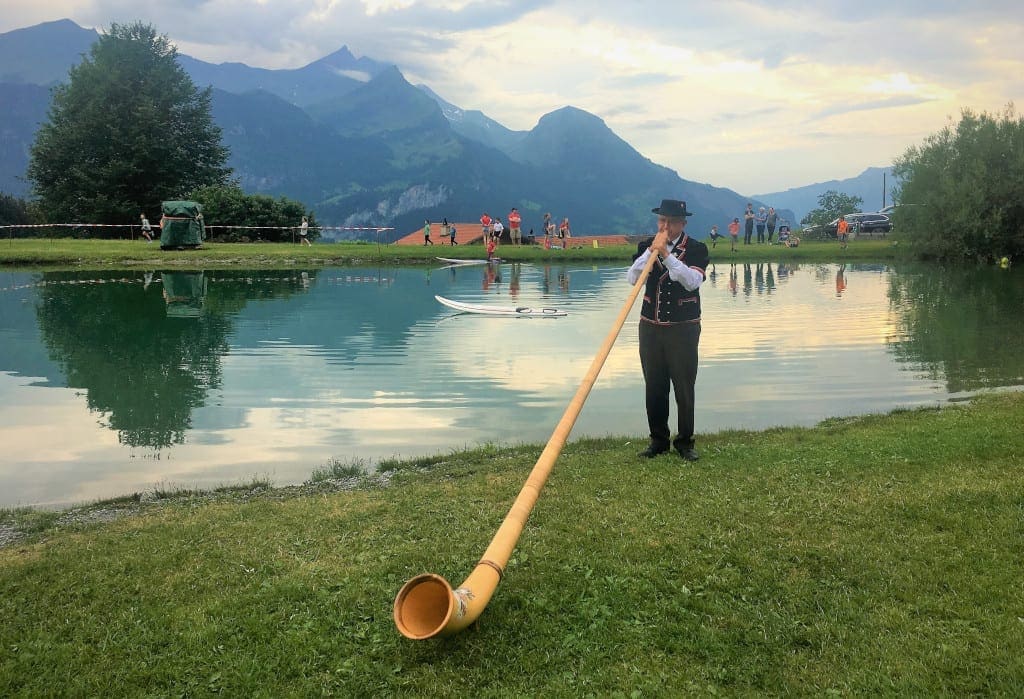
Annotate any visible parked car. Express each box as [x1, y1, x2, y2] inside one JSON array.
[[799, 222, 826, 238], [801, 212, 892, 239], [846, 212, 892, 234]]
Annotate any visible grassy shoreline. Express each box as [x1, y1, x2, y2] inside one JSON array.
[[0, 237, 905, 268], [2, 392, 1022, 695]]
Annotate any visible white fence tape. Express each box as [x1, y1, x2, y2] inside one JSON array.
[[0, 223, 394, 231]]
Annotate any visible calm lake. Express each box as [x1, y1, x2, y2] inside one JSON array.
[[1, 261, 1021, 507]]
------
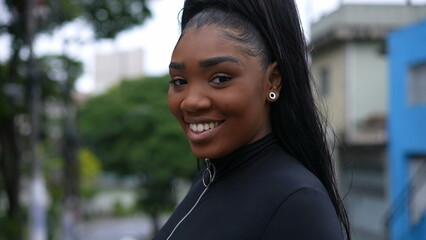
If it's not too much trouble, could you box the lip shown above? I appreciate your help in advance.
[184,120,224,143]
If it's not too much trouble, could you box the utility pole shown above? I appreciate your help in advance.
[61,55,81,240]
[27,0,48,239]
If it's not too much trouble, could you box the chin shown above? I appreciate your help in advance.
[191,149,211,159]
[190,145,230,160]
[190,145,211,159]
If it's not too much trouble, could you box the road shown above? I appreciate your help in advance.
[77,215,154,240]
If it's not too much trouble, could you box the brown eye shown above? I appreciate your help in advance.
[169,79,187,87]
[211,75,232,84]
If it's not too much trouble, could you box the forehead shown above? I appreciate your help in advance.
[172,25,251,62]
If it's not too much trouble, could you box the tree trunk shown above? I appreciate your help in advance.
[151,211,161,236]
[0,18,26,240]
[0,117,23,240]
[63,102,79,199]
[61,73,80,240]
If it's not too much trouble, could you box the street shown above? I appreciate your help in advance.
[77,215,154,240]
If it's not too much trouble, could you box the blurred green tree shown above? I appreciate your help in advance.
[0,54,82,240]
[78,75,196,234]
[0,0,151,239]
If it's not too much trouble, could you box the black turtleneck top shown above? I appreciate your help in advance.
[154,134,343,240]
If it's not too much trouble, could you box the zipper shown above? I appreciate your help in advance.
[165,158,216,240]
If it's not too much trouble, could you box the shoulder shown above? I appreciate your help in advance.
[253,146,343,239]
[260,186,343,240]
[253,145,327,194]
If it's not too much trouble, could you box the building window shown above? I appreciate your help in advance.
------
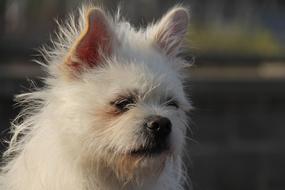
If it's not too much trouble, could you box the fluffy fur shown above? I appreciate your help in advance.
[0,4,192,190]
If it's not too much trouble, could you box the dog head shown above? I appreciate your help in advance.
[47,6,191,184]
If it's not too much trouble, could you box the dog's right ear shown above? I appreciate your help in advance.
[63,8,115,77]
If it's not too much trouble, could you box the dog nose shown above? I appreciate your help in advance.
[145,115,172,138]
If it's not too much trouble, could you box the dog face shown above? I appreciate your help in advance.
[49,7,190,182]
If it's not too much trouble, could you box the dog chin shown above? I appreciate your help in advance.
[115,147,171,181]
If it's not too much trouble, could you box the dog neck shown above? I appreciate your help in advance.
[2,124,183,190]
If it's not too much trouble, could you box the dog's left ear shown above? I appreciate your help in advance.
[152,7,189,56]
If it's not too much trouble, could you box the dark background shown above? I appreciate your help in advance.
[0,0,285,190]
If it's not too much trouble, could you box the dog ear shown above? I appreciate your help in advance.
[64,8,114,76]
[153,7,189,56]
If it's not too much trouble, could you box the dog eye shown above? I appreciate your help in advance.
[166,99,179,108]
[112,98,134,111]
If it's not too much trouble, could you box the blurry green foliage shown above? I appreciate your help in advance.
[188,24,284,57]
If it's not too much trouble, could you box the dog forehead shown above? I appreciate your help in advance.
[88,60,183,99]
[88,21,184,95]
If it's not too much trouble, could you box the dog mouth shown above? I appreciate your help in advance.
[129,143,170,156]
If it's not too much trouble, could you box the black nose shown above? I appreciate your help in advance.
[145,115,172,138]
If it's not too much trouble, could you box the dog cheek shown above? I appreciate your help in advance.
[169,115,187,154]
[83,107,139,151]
------
## Assigned task
Copy out the range of lines above starting at the line with "If it's not too much trouble, could you box the blurred" and ending at the line with "If it's not too much trouble, could you box the building", exactly and including both.

## Solution to this task
If it's not too much trouble, could you box the blurred green tree shown above? I appreciate your help in advance.
[0,54,82,240]
[78,75,196,234]
[0,0,151,239]
If it's not too much trouble, could you box the black turtleneck top shown above? I appreciate your help in advance.
[154,134,343,240]
If it's not too much trouble, could you box the zipper shown above? I appreciate your help in advance.
[165,158,216,240]
If it's not too much trouble, could you box the shoulder shown above? I appreciate your help in advance.
[253,146,343,239]
[260,186,343,240]
[253,145,327,194]
If it's not too much trouble, could you box the building window shown above? I appreciate your help in advance.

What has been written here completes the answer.